====== 原始文档

用多线程加速爬虫的 lxml 解析

Jul 17, 2019

3 minute read

当编写一个爬虫时，会使用 lxml 库来解析 HTML 文件。当爬取到了一个超大且复杂的 HTML 文件，解析起来十分耗费时间，进而影响了爬虫的正常运行

为了不影响爬虫的正常运行，尝试把解析任务交给线程池来处理

模拟爬虫

先随便准备一个 html 文件，就直接从 lxml 的文档上下载一个

wget https://lxml.de/tutorial.html -O example.html

举一个重解析的模拟爬虫例子，每次请求的 io 时间假定为 0.01s ，请求并发数无上限，总量为 2000 个。

import asyncio
import time
from pathlib import Path

from lxml import html

_html_text = None
_latest_fetched = 0


async def fetch_text():
    # 模拟爬取
    await asyncio.sleep(0.01)
    # 记录最后的一个请求的结束时间
    global _latest_fetched
    _latest_fetched = time.perf_counter()
    return _html_text


def get_title(text):
    doc = html.fromstring(text)
    return doc.xpath("//title/text()")[0]


async def create_task():
    text = await fetch_text()
    title = get_title(text)
    return title


async def main():
    futs = []
    for _ in range(2000):
        fut = asyncio.ensure_future(create_task())
        futs.append(fut)

    await asyncio.gather(*futs)


if __name__ == "__main__":
    _html_text = Path("example.html").read_text()

    t_start = time.perf_counter()
    asyncio.run(main())
    t_end = time.perf_counter()
    print("total:", (t_end - t_start))
    print("latest fetched:", _latest_fetched - t_start)

这段代码执行的结果如下

total: 46.338736165
latest fetched: 38.004939187

模拟爬虫网络请求的耗时为 0.01 s，而且没有设置并发数，按道理说应该在极短的时间内完成所有网络请求

可实际上最后一个请求的结束时间却十分的大，这说明该代码的解析处理已经大大影响了爬虫的正常工作

用 ThreadPoolExecutor 把解析任务交给线程池

@@ -22,16 +22,20 @@ def get_title(text):
     return doc.xpath("//title/text()")[0]


-async def create_task():
+async def create_task(loop):
     text = await fetch_text()
-    title = get_title(text)
+    # 把解析任务交给线程池
+    title = await loop.run_in_executor(None, get_title, text)
     return title


 async def main():
+    loop = asyncio.get_event_loop()
+    # 可以用 loop.set_default_executor 来配置默认的线程池
+
     futs = []
     for _ in range(2000):
-        fut = asyncio.ensure_future(create_task())
+        fut = asyncio.ensure_future(create_task(loop))
         futs.append(fut)

============
====== 数据摘录

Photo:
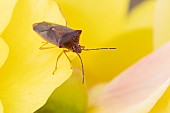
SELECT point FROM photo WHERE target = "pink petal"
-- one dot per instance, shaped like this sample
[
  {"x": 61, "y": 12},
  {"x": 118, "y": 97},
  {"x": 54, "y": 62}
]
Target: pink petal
[{"x": 137, "y": 89}]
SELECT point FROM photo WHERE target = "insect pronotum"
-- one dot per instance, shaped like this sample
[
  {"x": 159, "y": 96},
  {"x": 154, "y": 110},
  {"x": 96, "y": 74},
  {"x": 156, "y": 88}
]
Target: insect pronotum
[{"x": 63, "y": 37}]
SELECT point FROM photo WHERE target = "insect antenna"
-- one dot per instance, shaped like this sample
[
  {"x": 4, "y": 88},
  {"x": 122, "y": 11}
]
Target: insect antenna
[
  {"x": 96, "y": 49},
  {"x": 82, "y": 67}
]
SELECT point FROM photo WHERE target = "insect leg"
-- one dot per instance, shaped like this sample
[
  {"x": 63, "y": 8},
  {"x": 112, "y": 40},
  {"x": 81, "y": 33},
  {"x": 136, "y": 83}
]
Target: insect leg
[
  {"x": 45, "y": 43},
  {"x": 68, "y": 58},
  {"x": 82, "y": 67},
  {"x": 57, "y": 62}
]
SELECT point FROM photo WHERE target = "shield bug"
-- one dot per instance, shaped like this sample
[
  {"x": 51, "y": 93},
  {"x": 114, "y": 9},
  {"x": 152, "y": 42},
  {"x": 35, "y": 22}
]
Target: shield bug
[{"x": 63, "y": 37}]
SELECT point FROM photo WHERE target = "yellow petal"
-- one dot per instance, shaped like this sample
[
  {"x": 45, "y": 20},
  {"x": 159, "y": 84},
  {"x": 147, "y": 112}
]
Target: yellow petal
[
  {"x": 98, "y": 19},
  {"x": 70, "y": 97},
  {"x": 104, "y": 25},
  {"x": 26, "y": 78},
  {"x": 1, "y": 107},
  {"x": 4, "y": 51},
  {"x": 163, "y": 105},
  {"x": 6, "y": 9},
  {"x": 162, "y": 23},
  {"x": 137, "y": 89}
]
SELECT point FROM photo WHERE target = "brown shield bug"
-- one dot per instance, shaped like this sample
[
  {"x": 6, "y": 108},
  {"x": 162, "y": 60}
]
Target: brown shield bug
[{"x": 63, "y": 37}]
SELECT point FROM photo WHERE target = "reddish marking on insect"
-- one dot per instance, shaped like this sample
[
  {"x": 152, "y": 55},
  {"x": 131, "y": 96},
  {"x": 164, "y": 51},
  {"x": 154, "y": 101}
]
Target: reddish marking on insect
[{"x": 63, "y": 37}]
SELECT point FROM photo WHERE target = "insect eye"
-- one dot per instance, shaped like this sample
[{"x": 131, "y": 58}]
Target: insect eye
[{"x": 75, "y": 37}]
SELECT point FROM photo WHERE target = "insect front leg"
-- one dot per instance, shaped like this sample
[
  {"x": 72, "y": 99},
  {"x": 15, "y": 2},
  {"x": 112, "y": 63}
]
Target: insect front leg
[
  {"x": 45, "y": 43},
  {"x": 68, "y": 58},
  {"x": 64, "y": 51}
]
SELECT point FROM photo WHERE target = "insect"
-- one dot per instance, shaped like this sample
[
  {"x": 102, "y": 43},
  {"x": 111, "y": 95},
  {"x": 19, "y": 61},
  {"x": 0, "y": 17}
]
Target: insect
[{"x": 63, "y": 37}]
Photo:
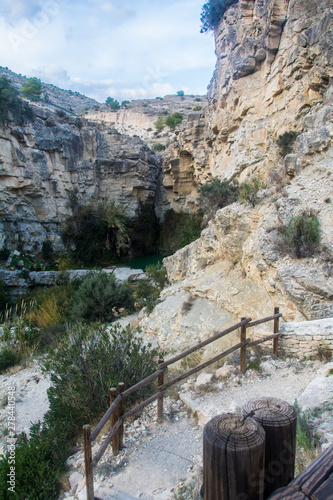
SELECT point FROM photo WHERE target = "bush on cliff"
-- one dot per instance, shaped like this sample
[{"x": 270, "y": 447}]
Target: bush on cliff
[
  {"x": 212, "y": 12},
  {"x": 96, "y": 232},
  {"x": 301, "y": 236},
  {"x": 11, "y": 106},
  {"x": 86, "y": 364},
  {"x": 217, "y": 194}
]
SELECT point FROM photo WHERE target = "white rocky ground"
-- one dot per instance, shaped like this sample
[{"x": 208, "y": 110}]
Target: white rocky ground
[{"x": 157, "y": 458}]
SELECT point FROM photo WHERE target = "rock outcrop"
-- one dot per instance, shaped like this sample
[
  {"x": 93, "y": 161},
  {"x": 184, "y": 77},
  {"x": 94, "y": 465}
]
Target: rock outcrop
[{"x": 47, "y": 158}]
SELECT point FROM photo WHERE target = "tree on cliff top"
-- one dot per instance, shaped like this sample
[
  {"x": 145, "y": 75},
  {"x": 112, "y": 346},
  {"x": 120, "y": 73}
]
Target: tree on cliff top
[
  {"x": 212, "y": 13},
  {"x": 10, "y": 104}
]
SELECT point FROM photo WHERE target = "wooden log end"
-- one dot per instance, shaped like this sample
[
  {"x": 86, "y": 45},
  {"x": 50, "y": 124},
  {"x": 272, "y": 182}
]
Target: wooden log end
[
  {"x": 269, "y": 411},
  {"x": 231, "y": 430}
]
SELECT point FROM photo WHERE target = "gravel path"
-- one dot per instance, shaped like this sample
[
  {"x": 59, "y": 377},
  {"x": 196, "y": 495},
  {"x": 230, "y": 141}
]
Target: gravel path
[{"x": 158, "y": 457}]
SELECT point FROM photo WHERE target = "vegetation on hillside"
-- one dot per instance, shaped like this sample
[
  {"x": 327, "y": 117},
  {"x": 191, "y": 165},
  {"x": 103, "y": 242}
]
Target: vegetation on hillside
[
  {"x": 301, "y": 236},
  {"x": 217, "y": 194},
  {"x": 96, "y": 232},
  {"x": 112, "y": 103},
  {"x": 286, "y": 141},
  {"x": 170, "y": 121},
  {"x": 212, "y": 13}
]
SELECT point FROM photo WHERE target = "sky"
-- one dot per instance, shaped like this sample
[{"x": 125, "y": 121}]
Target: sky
[{"x": 125, "y": 49}]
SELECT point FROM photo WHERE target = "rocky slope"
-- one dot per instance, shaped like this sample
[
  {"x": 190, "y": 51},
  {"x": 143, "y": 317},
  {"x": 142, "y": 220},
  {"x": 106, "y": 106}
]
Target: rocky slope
[
  {"x": 46, "y": 158},
  {"x": 273, "y": 75}
]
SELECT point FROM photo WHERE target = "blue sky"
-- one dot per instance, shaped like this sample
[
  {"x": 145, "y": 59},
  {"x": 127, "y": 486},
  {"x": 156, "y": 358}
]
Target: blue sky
[{"x": 126, "y": 49}]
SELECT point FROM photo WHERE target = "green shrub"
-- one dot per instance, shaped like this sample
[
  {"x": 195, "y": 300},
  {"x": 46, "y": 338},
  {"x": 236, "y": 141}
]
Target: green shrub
[
  {"x": 302, "y": 235},
  {"x": 248, "y": 191},
  {"x": 217, "y": 194},
  {"x": 178, "y": 230},
  {"x": 158, "y": 147},
  {"x": 97, "y": 231},
  {"x": 11, "y": 106},
  {"x": 18, "y": 332},
  {"x": 159, "y": 124},
  {"x": 146, "y": 295},
  {"x": 4, "y": 254},
  {"x": 212, "y": 12},
  {"x": 8, "y": 357},
  {"x": 101, "y": 297},
  {"x": 285, "y": 142},
  {"x": 144, "y": 230},
  {"x": 87, "y": 363},
  {"x": 112, "y": 103},
  {"x": 5, "y": 300},
  {"x": 61, "y": 113},
  {"x": 39, "y": 461}
]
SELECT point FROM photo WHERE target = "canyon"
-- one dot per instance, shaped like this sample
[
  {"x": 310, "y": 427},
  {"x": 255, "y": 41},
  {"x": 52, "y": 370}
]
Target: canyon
[{"x": 273, "y": 75}]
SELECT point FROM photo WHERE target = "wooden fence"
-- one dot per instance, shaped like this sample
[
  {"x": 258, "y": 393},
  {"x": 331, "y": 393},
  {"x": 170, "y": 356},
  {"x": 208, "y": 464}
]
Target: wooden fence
[{"x": 116, "y": 413}]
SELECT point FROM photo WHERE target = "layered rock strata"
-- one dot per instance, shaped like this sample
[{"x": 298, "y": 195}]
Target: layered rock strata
[{"x": 273, "y": 75}]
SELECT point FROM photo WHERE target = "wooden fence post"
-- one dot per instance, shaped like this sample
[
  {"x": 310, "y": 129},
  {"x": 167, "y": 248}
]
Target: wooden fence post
[
  {"x": 160, "y": 382},
  {"x": 233, "y": 458},
  {"x": 276, "y": 329},
  {"x": 113, "y": 420},
  {"x": 278, "y": 419},
  {"x": 88, "y": 462},
  {"x": 243, "y": 348},
  {"x": 121, "y": 388}
]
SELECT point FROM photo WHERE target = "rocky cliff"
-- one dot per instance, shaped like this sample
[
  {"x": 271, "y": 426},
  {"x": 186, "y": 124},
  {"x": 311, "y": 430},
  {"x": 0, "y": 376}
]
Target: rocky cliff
[
  {"x": 45, "y": 159},
  {"x": 273, "y": 75}
]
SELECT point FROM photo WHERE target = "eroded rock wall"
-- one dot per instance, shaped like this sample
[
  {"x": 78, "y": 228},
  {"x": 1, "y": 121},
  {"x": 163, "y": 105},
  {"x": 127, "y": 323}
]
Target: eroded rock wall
[
  {"x": 273, "y": 75},
  {"x": 47, "y": 158},
  {"x": 273, "y": 70}
]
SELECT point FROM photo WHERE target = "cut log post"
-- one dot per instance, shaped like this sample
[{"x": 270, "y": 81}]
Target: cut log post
[
  {"x": 278, "y": 419},
  {"x": 113, "y": 420},
  {"x": 160, "y": 383},
  {"x": 121, "y": 388},
  {"x": 243, "y": 348},
  {"x": 88, "y": 462},
  {"x": 276, "y": 330},
  {"x": 233, "y": 458}
]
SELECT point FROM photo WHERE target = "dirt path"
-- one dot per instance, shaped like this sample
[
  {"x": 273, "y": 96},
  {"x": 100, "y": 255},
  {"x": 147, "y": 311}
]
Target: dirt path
[{"x": 158, "y": 457}]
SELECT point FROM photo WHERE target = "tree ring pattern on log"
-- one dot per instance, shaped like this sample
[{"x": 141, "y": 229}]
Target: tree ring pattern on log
[
  {"x": 269, "y": 411},
  {"x": 278, "y": 418},
  {"x": 233, "y": 458},
  {"x": 233, "y": 431}
]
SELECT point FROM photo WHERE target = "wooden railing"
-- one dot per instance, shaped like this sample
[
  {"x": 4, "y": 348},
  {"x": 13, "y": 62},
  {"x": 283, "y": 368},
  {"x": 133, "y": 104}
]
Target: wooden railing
[{"x": 116, "y": 414}]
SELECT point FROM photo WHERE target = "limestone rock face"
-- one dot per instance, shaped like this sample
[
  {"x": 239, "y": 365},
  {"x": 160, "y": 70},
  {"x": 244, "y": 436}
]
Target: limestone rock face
[
  {"x": 273, "y": 74},
  {"x": 44, "y": 160}
]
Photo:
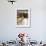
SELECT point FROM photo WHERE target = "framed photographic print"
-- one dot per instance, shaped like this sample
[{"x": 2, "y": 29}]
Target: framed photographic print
[{"x": 23, "y": 17}]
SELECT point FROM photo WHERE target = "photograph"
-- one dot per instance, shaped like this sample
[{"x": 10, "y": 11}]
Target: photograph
[{"x": 23, "y": 18}]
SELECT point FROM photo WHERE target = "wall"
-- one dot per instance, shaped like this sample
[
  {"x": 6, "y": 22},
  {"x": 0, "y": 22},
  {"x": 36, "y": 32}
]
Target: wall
[{"x": 8, "y": 29}]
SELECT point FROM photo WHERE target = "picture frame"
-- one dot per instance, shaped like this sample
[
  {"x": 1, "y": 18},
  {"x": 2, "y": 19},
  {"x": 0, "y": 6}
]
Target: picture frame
[{"x": 23, "y": 17}]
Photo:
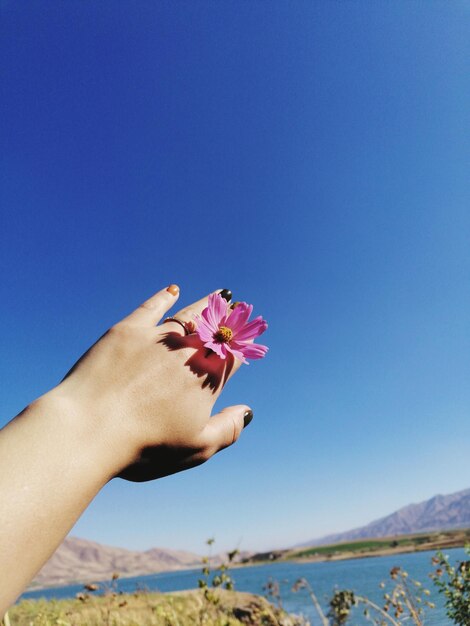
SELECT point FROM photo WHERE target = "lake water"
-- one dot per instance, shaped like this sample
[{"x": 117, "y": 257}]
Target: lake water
[{"x": 360, "y": 575}]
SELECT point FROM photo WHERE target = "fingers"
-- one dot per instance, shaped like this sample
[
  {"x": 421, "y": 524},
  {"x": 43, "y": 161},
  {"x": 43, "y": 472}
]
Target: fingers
[
  {"x": 188, "y": 313},
  {"x": 152, "y": 310},
  {"x": 224, "y": 429}
]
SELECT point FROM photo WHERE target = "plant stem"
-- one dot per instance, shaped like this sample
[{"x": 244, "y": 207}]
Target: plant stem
[{"x": 377, "y": 608}]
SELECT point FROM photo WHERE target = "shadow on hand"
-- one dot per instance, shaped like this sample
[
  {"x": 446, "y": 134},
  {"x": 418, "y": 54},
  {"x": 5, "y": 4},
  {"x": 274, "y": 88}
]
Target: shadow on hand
[{"x": 203, "y": 362}]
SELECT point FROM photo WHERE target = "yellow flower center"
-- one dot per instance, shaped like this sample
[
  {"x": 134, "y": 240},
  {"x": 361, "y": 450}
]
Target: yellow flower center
[{"x": 223, "y": 335}]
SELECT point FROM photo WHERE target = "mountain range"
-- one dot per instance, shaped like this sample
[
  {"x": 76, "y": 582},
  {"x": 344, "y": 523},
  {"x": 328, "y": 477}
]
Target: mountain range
[
  {"x": 438, "y": 513},
  {"x": 80, "y": 560}
]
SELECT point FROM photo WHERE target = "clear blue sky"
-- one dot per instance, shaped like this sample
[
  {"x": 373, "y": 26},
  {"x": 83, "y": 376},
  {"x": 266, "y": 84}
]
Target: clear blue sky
[{"x": 310, "y": 156}]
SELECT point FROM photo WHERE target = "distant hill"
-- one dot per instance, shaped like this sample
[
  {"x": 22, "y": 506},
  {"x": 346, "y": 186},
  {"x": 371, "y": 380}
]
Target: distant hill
[
  {"x": 79, "y": 560},
  {"x": 438, "y": 513}
]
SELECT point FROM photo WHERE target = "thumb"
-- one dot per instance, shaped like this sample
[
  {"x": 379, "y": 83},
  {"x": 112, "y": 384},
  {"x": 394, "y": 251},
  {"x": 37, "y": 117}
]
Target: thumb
[{"x": 225, "y": 427}]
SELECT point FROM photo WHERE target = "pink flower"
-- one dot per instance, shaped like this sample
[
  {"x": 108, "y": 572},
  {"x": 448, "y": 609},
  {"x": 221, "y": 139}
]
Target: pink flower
[{"x": 225, "y": 330}]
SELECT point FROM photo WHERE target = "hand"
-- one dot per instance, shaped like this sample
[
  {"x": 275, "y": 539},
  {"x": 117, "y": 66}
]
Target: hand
[{"x": 149, "y": 390}]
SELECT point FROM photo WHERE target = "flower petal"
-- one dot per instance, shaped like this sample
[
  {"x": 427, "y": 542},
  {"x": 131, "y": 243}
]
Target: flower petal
[
  {"x": 238, "y": 317},
  {"x": 250, "y": 350},
  {"x": 205, "y": 333},
  {"x": 237, "y": 354},
  {"x": 214, "y": 311},
  {"x": 218, "y": 348}
]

============

[待完成任务] 请接着这篇讲用多线程加速爬虫 lxml 解析的文章往下写。 这些行与本练习无关。

[本题答案]
     await asyncio.gather(*futs)

照以上更改后，代码执行的结果如下

total: 46.996482637
latest fetched: 0.087005389

最后一次爬取的结束时间就如我们预料，十分的小。可以看出使用多线程来做解析，就不会影响到主线程的爬虫工作

但由于 GIL ，实际上相当于串行处理，所以解析的速度没有任何起色

在解析时，避免 GIL 的解决方案

而幸运的是如果使用的是包含 1.1 版本以后的 lxml，可以通过以下方法来避开 GIL

@@ -1,4 +1,5 @@
 import asyncio
+import threading
 import time
 from pathlib import Path

@@ -6,6 +7,7 @@ from lxml import html

 _html_text = None
 _latest_fetched = 0
+_local = threading.local()


 async def fetch_text():
@@ -18,7 +20,12 @@ async def fetch_text():


 def get_title(text):
-    doc = html.fromstring(text)
+    # 通过为各个线程，创建属于自己的解析器
+    # 这样当解析时，线程就会释放 GIL
+    if not hasattr(_local, "parser"):
+        _local.parser = html.HTMLParser()
+
+    doc = html.fromstring(text, parser=_local.parser)
     return doc.xpath("//title/text()")[0]

照以上更改后，代码执行的结果如下下

total: 27.775925195000003
latest fetched: 0.425428249

这样的处理相比之前的，由于解析的过程中释放了 GIL，程序就能利用到多核 CPU 的优势，加快了处理速度，减少了运行时间

如果使用 Python 3.7 以上版本，可以使用 ThreadPoolExecutor.initializer 来创建各个线程的解析器

使用 lxml 时，有哪些情况会释放掉 GIL

通过查看 lxml 的变更历史，看看具体哪些情况会释放掉 GIL

curl -sSL https://github.com/lxml/lxml/raw/master/CHANGES.txt | grep GIL

运行以上命令，得出的结果如下

* Parsing from a plain file object frees the GIL under Python 2.x.
* Running ``iterparse()`` on a plain file (or filename) frees the GIL
* Unlock the GIL for deep copying documents and for XPath()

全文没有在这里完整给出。